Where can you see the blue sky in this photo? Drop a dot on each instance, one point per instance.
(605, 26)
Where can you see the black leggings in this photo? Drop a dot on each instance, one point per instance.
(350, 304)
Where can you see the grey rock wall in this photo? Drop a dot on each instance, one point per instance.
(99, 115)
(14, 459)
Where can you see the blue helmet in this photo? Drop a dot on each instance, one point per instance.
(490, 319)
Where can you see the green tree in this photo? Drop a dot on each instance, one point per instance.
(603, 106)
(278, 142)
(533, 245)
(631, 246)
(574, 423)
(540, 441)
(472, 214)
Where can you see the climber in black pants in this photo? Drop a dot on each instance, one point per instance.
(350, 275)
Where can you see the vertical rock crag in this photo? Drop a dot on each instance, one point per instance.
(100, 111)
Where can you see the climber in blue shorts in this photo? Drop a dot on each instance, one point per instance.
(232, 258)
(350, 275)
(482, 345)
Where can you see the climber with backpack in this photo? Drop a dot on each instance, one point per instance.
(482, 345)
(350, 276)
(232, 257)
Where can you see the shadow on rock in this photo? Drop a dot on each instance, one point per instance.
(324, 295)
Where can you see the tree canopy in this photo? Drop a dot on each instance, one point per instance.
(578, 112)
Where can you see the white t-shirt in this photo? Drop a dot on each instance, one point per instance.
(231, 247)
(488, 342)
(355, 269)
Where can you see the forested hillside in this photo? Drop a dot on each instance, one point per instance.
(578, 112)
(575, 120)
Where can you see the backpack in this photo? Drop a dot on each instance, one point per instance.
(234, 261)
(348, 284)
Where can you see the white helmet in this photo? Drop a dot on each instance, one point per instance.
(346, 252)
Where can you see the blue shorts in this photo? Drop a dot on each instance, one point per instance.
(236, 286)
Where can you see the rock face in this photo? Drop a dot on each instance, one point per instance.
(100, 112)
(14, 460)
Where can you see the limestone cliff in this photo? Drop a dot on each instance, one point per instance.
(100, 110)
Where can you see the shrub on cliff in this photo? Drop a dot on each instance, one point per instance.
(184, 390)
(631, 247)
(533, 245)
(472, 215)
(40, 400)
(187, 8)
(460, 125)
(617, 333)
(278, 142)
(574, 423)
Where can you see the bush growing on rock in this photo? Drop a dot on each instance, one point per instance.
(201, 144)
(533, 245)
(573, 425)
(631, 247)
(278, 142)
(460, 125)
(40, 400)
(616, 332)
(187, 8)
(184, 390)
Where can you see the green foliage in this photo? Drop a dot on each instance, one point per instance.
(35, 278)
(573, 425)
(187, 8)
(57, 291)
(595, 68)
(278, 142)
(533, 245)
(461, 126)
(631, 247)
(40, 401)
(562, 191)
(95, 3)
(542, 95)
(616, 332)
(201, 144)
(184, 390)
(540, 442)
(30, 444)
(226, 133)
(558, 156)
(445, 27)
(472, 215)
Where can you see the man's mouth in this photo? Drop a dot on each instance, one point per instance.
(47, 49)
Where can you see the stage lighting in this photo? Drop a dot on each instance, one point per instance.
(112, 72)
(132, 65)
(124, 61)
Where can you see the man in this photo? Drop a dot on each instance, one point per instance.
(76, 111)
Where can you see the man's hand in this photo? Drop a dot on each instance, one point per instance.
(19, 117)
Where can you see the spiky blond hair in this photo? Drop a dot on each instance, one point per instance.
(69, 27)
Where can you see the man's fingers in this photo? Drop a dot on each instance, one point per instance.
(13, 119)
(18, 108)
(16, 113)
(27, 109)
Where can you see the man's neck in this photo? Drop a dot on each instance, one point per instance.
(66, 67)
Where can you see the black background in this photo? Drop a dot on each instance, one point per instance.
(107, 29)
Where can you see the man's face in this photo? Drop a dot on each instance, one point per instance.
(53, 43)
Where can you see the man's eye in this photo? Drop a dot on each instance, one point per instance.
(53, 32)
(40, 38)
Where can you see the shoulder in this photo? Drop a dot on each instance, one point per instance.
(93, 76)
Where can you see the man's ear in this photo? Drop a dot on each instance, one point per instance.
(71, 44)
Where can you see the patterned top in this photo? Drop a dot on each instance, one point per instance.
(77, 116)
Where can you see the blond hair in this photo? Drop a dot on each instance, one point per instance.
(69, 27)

- - -

** Stated exercise **
Rewrite the material above as a two-column CSV with the header instruction,points. Give one row for each line of text, with that text in the first field and all the coordinates listed beneath it in the second; quote both fields and replace any line breaks with spaces.

** Correct response **
instruction,points
"Where can you see the blue sky in this photo? Drop a dot on each instance, one point per instance.","(605, 26)"
"Where can you see the black leggings in this photo? Drop a dot on each instance, one point per instance.","(350, 304)"
"Where can you see the grey rock wall in this photo? Drop a dot on each instance, one point per instance.","(99, 115) (14, 459)"
"Where can you see the blue helmet in this photo? Drop a dot on each instance, one point per instance.","(490, 319)"
"Where can you see the green tree in this photo? Drop a dot on each instance, one point per instance.","(603, 106) (278, 142) (533, 245) (631, 246) (574, 423) (540, 441) (472, 214)"
"Where can you see the climber in black pants in this photo? Drop a dot on each instance, one point per instance.","(350, 275)"
"Where can you see the vertical rock crag in this photo? Drop a dot on each instance, one point per instance.","(100, 111)"
"Where can you see the climber in blue shorts in this photo? Drop a dot on each instance, one point per instance.","(232, 258) (350, 275) (482, 345)"
"Where can you see the climber with backpack in this photo? Drop a dot on each instance, one point per instance.","(482, 345) (350, 276) (232, 257)"
"Where can you see the shadow on rock in this photo? Drop a dot on each instance, one point per instance.","(324, 295)"
"Where can you see the tree canopy in this photo? Drop a dot on each instance, one point per instance.","(578, 112)"
"Where can you see the white t-shirt in this photo? Drop a dot on each instance, one point per instance.","(231, 247) (488, 342) (355, 269)"
"Where can you see the forested hillside in this photo? Drop a dot on each instance, one point per instance.","(578, 112) (575, 120)"
"Where can you see the backpack in this photo? Drop a dot on each instance, one point per instance.","(234, 261) (348, 284)"
"Where can you see the white helmet in this photo? Drop a dot on each instance, one point per instance.","(346, 252)"
"Where can you see the blue shorts in this photo? Drop a dot on each instance, one point per instance.","(236, 286)"
"Where can you see the rock face in this photo? Drop a dot on each instance, one point per instance.","(100, 112) (14, 460)"
"Where can you see the limestone cliff in this photo? Drop a dot on each instance, one point per instance.","(100, 110)"
"Where can you see the shrub on cliff in this photo? Drop a dot on each instance, one point per instance.","(184, 390) (631, 247) (533, 245) (472, 215) (40, 400) (187, 8) (460, 125) (617, 333) (278, 142) (574, 423)"
"Where can you see the bush growing on rock in this photo? Drop a dot on each instance, one point per instance.","(201, 144) (533, 245) (573, 425) (631, 247) (278, 142) (460, 125) (40, 400) (616, 332) (187, 8) (184, 390)"
"Where can you see the green foliage in this photo? Drop a dot on each instance, one point per instance.","(35, 278) (573, 425) (187, 8) (57, 291) (595, 68) (278, 142) (533, 245) (461, 126) (631, 247) (40, 401) (562, 191) (95, 3) (542, 95) (616, 332) (201, 144) (184, 390) (540, 442) (30, 444) (226, 133) (558, 156) (445, 27) (472, 215)"
"Where can you see the man's mouth in this photo? Drop a dot on each instance, one point per instance.","(47, 49)"
"Where can you see the stage lighting in this photo? Drop a dot on each instance, one point per instance.","(112, 72) (132, 65) (124, 61)"
"Where can you see the man in this photo? Drop a dot on each instance, one point per instance.","(76, 111)"
"Where can you see the man's hand in this photo? Drop a dot on each instance, one point per instance.","(19, 117)"
"Where can you see the spiky blond hair in this photo? Drop a dot on each instance, one point per instance.","(69, 27)"
"Where can you see the man's fingers in this photo? Drop a dot on each instance, one point per instance.","(13, 119) (18, 108) (16, 113) (27, 109)"
"Where can you see the man's neck in this photo? Drop a dot on each instance, one point per instance.","(66, 67)"
"Where can you see the black background in this photo? Drop a dot on each instance, one point per instance.","(107, 29)"
"Where can you see the man's face in this photo? Drop a dot on each instance, one point per instance.","(53, 43)"
"Where can you see the man's eye in this photo? Drop a dot on each instance, one point per instance.","(53, 32) (40, 38)"
"Where can you see the shoulder in this photo? Drop a dot on each instance, one point per instance.","(93, 76)"
"Where can you see the man's ear in this photo? Drop a dot on each instance, one point per instance.","(71, 44)"
"Where can you see the patterned top in this photo? Drop a dot on each instance, one point per instance.","(77, 116)"
"Where can you see the blond hair in this photo? Drop a dot on each instance, one point per instance.","(69, 27)"